What the task asks -> Return only this: the line with "of the mountain" and all the lines that follow it below, through the final one, exactly as they are.

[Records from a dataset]

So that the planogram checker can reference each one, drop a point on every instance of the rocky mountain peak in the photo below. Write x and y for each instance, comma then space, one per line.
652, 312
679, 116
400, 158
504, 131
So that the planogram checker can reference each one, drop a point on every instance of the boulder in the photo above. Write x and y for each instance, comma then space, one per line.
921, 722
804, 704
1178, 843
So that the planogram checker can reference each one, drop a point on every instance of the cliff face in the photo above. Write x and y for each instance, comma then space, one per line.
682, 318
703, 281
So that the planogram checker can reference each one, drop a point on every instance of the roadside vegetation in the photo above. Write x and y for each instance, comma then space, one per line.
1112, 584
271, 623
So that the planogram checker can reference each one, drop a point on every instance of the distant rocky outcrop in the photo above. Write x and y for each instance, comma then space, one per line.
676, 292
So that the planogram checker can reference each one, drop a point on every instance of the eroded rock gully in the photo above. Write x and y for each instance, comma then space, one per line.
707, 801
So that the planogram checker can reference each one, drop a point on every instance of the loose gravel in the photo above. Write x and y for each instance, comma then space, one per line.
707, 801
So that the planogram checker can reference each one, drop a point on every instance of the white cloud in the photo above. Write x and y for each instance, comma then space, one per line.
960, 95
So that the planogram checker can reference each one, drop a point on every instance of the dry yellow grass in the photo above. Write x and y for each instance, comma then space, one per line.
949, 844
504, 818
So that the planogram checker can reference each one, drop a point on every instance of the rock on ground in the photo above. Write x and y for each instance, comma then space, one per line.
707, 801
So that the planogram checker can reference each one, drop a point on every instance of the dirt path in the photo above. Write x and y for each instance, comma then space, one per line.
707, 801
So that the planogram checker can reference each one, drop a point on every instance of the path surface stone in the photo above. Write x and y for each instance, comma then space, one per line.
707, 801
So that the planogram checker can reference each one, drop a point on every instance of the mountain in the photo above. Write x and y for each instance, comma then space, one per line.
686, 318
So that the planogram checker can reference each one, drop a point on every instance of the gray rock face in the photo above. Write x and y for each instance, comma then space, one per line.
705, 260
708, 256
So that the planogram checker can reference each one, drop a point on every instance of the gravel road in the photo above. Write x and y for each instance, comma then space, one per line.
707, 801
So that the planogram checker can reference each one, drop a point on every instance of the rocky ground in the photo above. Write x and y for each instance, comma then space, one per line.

Solution for this exercise ->
So that the planogram checker can reference each one, drop a point on every instance of the mountain in the photo above. Write x and y for each instance, comma then space, one per line.
686, 318
So that the planogram checker can reference each one, drop a point on every instance of the gray rock face in the photo above. Write x and y for each instance, comma then space, one per line.
705, 260
708, 256
So that the planogram checker can reference each one, drop a point on every instance of the gravel road in the photo above. Write x and y for each instance, comma then space, one per line.
707, 801
So that the planogram checker can reference each one, drop a point on every instance of the rocky ground in the photo above. Write x and y for each instance, comma then space, one per line.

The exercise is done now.